━━ SOURCE DATA ━━

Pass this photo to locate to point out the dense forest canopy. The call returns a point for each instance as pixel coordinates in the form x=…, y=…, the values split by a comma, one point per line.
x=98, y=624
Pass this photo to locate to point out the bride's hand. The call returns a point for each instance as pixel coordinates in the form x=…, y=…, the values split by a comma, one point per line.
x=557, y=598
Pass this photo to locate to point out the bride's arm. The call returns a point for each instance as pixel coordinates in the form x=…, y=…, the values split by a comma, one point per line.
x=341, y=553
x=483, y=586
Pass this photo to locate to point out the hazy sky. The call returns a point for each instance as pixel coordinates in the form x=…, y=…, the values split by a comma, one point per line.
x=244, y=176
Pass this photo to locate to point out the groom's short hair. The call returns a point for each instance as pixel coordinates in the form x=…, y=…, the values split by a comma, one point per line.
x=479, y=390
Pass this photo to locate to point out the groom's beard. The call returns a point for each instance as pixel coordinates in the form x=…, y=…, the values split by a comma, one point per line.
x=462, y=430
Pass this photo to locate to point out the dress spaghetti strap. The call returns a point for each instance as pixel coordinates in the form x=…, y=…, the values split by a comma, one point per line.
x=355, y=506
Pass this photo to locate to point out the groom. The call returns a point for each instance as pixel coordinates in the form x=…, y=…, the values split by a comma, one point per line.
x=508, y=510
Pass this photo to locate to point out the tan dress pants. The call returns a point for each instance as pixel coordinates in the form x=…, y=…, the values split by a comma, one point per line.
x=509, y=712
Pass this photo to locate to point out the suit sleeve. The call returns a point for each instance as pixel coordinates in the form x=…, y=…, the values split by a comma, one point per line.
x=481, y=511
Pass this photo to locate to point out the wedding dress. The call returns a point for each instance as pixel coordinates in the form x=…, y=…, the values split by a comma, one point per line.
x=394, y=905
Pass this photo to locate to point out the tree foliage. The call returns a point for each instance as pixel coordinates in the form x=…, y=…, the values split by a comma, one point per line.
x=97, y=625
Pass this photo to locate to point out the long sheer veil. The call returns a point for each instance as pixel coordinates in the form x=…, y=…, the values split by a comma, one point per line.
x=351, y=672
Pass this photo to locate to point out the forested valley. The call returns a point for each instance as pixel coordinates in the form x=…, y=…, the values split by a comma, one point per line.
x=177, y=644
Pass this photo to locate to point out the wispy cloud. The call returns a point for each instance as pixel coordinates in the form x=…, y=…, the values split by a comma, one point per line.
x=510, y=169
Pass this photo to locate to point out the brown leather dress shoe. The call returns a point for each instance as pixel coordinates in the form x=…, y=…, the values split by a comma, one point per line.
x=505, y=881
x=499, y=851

━━━

ABOUT THIS TASK:
Please retype the data, matching it exactly.

RESULT FOR THIS EXERCISE:
Pass this photo to locate to point out the dense forest canopy. The call returns a point for each instance as pixel coordinates in the form x=…, y=…, the values split by a comma, one point per line.
x=98, y=624
Pass this photo to locate to point out the bride's hand. The call returns a point for each instance as pixel coordinates in the form x=…, y=…, the values split by a comma, one point per line.
x=557, y=598
Pass this photo to locate to point out the bride's arm. The call returns a point for each instance as pixel coordinates in the form x=…, y=…, the values split by a comma, one point per line.
x=341, y=553
x=483, y=586
Pass this photo to locate to point out the hazy sky. The call returns a point for each instance as pixel coordinates in the form x=…, y=…, the values split by a comma, one point per line.
x=244, y=176
Pass this photo to locate to point out the groom's short hair. The call returns a point for each instance as pixel coordinates in the form x=…, y=…, the values split by a comma, one point per line.
x=479, y=390
Pass this photo to locate to point out the groom's beard. The call returns a point for each instance as pixel coordinates in the form x=…, y=…, the values split by a comma, one point per line.
x=462, y=430
Pass this photo to locate to point out the dress spaghetti strap. The call returns a point for each instance as pixel coordinates in the form x=…, y=…, the values split by a comma, one point per line.
x=355, y=506
Pass this photo to locate to point out the groom. The call returns a point for each instance as pixel coordinates in the form x=…, y=…, the values split by a comma, one point per line.
x=508, y=510
Pass this photo to locate to point out the tan dress pants. The call returns a point for each instance as pixel coordinates in the form x=…, y=…, the values split by a comma, one point per line.
x=509, y=712
Pass this photo to locate to point out the suit sleeve. The call returns a point for each instance as pixel coordinates in the form x=…, y=…, the values split by a comma, one point per line.
x=481, y=511
Pass this photo to locate to point out the wedding dress. The call returns a point for each instance as pixel coordinates in the form x=…, y=…, the values split by a comma, one point per line.
x=394, y=905
Pass this photo to locate to point out the tree foliage. The call returns a point for each instance as pixel coordinates in the form x=…, y=…, the values split by a comma, one point per line.
x=97, y=625
Pass this photo to locate to point out the long sheer veil. The call returns a point for each instance as pixel coordinates in the form x=…, y=…, the values split by a comma, one point per line.
x=351, y=672
Pass this photo to locate to point out the forested valley. The call returns a point for each instance as pixel coordinates in the form x=…, y=…, the values split by a comma, one point per line.
x=177, y=644
Pass this photo to locate to point out the wispy cloud. The call returns a point for each instance as pixel coordinates in the form x=…, y=…, the values split by a comma, one point per line.
x=510, y=169
Pass this photo to locate to point out the brown leather dress shoe. The call returns a point for each instance as pixel coordinates in the form x=…, y=…, the values split by a comma, one point per line.
x=505, y=881
x=499, y=851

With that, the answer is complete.